Source excerpt:
^^^^^^^^^^^^^^^^

It is a matter of personal opinion as to whether you agree with killing an animal for pest control. I'm entitled to mine and you are entitled to yours. Fact is that rodents can be pests, i'd like to see a counter arguement for that fact.


----------



## SarahC

cjdelphi said:


> Madhouse Stud said:
> 
> 
> 
> you're annoying me with your post, should you be killed? What you're telling me is wild mice should be dead and for what reason?
Click to expand...

I'm very much a live and let live person when it comes to nature.I was horrified when my grandfather found a nest of ants at the bottom of my garden and came in for a kettle of boiling water to pour on them,he never got it.I also left the wasps nest in the porch,they were very entertaining and never bothered us.I often think that the things we term pests and weeds are most like us,the tenacious survivors who get through despite or because of us.You've got to be realistic though.Wild mice multiply so fast,eat through fixtures and fittings,food supplies and paddle germs including salmonella through food areas.To top it all they attack your fancy mice and remove feet and tails given a chance.I would dispatch wild house mouse or wild rat because I see don't see an alternative option when they move in.If I see a practical realistic option then I take it,no squashed spiders in our house but fleas on the dog are exstinguished for obvious reasons.

^^^^^^^^^^^^^^^^

What you will do:
a) Can you copy the pest control thread word for word from "It is a matter" to "for that fact."?
b) What follows the last sentence of the pest control thread? Continue the thread from that point.

Dataset entries:
^^^^^^^^^^^^^^^^

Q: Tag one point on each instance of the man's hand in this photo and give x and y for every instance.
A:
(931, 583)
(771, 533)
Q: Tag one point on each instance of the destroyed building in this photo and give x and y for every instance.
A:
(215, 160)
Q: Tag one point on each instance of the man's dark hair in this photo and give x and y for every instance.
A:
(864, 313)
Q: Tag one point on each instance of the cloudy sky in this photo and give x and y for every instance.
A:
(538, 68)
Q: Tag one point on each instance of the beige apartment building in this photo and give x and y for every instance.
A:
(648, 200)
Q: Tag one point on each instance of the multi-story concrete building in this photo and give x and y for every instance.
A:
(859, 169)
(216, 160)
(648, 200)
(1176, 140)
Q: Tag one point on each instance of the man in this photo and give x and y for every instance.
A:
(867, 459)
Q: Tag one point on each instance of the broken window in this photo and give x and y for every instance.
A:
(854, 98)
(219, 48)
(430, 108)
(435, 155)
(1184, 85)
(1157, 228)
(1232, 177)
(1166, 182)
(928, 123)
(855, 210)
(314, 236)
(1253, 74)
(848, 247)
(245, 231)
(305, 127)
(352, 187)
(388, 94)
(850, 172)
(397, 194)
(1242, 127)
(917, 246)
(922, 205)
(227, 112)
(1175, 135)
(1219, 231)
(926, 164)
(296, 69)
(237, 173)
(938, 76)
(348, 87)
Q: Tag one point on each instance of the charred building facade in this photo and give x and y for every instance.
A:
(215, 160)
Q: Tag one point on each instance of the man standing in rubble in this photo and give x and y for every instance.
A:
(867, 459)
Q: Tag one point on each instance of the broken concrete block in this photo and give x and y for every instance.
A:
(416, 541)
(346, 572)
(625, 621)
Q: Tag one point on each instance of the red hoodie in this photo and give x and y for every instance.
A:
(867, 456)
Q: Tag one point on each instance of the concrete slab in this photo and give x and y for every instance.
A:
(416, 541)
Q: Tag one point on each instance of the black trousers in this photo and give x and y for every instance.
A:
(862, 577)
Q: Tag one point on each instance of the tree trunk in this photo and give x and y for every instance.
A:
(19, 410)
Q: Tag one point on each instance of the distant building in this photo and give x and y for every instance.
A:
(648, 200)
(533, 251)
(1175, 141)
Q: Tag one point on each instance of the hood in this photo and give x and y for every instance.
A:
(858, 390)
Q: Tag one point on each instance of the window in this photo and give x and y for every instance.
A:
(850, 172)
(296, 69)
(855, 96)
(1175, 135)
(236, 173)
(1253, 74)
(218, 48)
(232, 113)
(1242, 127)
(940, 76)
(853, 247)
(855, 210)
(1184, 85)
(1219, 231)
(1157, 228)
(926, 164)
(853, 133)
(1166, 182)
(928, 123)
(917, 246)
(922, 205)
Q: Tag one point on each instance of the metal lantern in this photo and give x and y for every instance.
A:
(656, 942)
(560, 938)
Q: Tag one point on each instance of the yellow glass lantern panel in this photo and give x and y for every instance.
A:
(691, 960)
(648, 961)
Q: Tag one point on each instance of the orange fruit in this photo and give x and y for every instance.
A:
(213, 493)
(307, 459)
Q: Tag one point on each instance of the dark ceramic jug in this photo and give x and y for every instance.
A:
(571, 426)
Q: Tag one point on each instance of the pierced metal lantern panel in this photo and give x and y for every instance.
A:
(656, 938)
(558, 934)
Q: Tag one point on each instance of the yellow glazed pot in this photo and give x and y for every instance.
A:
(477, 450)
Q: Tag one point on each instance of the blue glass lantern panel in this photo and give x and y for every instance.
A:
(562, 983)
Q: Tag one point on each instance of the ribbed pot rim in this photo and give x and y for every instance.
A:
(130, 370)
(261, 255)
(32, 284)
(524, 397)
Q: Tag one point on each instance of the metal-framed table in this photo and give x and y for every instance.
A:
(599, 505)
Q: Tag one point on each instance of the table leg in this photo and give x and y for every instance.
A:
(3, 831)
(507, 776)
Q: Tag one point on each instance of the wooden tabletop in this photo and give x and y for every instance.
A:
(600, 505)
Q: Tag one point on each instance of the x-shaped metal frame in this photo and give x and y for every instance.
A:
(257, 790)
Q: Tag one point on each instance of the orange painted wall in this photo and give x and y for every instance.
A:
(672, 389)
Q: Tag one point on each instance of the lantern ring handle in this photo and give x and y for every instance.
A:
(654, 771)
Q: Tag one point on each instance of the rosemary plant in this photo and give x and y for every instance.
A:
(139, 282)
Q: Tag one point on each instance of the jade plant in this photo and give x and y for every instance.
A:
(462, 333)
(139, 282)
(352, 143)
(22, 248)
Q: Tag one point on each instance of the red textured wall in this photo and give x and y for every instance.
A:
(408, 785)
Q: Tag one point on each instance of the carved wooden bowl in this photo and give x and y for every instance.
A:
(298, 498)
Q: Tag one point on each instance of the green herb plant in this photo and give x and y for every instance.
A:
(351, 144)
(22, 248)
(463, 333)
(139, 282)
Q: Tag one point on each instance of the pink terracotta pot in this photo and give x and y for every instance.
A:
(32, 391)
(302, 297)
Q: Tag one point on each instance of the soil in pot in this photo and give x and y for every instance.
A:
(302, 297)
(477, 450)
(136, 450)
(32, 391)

^^^^^^^^^^^^^^^^

Answer set:
a)
It is a matter of personal opinion as to whether you agree with killing an animal for pest control. I'm entitled to mine and you are entitled to yours. Fact is that rodents can be pests, i'd like to see a counter arguement for that fact.

b)
----------



## Matt Haslam

SarahC said:


> no squashed spiders in our house but fleas on the dog are exstinguished for obvious reasons.


This sentence I whole heartedly agree with. That is why it is called 'pest' control. only when something becomes a pest, that is, damaging or a dangerous nuisance, should it be evicted.


----------



## cjdelphi

insects are one thing..... Animals are another...

Counter argument?... Im yet to hear your valid reason for killing a creature simply because they might enter your home...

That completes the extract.